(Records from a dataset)

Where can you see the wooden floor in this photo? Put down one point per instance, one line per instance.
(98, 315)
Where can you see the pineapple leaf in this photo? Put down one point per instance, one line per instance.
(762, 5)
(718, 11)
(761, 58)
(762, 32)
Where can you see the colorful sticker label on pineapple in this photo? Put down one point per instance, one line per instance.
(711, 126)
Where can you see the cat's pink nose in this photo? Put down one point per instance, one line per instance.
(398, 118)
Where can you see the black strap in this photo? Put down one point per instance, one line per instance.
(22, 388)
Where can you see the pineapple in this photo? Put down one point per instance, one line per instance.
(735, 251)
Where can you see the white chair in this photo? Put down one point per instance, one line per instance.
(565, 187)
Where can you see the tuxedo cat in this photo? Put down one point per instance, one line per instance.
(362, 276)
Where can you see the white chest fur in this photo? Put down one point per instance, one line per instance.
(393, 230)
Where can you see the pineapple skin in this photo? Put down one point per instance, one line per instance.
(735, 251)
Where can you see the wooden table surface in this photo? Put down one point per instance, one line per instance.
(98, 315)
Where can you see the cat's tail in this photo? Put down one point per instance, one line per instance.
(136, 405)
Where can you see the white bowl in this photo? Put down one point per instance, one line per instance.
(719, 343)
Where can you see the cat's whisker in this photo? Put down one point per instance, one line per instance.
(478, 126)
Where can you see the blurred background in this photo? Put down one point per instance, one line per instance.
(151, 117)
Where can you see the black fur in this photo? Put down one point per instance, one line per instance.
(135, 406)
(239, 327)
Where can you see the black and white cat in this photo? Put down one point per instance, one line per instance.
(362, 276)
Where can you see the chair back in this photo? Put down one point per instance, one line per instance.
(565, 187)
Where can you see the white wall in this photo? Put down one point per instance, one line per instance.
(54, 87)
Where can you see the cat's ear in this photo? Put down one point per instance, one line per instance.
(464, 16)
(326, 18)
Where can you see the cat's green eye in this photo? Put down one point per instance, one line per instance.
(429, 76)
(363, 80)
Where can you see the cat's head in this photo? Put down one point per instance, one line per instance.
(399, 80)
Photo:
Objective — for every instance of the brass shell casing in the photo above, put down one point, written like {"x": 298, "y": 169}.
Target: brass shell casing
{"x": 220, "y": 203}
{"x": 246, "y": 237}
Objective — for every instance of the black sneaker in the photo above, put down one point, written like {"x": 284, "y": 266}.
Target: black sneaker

▶ [HOW TO COMPLETE THIS TASK]:
Look through the data above for the string "Objective" and copy every line where it appears.

▶ [ANSWER TO THE PROBLEM]:
Objective — for every instance of the brass shell casing in the photo above, put down one point, written like {"x": 298, "y": 169}.
Objective — for every instance of the black sneaker in the photo above, put down one point, written like {"x": 284, "y": 266}.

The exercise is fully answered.